__Data entries__.
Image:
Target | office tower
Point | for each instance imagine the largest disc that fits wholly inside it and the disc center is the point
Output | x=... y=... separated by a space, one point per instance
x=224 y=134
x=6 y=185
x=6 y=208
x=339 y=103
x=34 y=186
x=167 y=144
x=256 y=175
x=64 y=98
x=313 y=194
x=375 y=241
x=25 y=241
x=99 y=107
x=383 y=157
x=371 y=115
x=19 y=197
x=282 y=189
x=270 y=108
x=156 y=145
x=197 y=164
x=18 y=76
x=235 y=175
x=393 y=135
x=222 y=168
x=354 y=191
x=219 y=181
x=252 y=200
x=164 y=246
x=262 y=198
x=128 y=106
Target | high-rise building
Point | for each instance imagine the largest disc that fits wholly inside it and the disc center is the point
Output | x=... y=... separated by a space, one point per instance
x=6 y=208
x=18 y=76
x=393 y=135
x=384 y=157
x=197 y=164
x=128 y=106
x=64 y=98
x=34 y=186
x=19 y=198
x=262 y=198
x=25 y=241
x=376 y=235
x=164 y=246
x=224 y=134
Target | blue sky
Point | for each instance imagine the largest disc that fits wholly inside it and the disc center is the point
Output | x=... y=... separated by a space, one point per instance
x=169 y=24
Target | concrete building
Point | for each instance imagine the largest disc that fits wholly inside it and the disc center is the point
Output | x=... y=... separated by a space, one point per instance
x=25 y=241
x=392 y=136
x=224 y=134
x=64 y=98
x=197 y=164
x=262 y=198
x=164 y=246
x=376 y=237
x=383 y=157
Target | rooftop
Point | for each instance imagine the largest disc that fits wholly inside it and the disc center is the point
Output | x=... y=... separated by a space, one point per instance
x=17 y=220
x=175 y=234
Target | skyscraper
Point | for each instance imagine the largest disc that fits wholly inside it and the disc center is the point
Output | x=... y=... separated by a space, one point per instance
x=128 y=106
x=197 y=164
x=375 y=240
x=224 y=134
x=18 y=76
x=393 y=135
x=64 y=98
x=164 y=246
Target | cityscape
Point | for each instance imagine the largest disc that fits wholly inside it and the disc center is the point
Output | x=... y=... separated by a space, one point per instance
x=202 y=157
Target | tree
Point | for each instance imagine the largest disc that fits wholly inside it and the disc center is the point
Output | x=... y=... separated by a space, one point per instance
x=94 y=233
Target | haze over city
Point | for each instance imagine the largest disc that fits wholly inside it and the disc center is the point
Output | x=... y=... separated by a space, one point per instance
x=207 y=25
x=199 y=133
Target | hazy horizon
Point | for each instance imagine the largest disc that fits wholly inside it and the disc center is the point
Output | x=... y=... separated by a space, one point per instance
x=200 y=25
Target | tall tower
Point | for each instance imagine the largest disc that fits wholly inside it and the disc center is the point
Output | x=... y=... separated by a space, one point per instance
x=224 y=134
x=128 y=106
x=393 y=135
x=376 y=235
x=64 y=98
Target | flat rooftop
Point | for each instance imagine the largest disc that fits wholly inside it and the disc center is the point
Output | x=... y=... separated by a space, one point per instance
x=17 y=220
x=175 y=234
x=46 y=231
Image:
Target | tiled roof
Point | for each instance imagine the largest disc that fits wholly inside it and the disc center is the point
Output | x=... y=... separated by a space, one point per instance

__Task statement__. Your answer should consist only of the lines from the one with "Target | flat rooftop" through the end of the data above, reproduced exactly.

__Result for this task__.
Target | flat rooftop
Point | for each instance imagine the largest disc that fits wholly inside it and the disc center is the point
Output | x=... y=... separated by a space, one point per instance
x=17 y=220
x=175 y=234
x=46 y=231
Image:
Target | tiled roof
Point | for each instance imagine the largest disc that fits wholly inside it and the disc center is the point
Output | x=... y=... separated by a space, one point per instance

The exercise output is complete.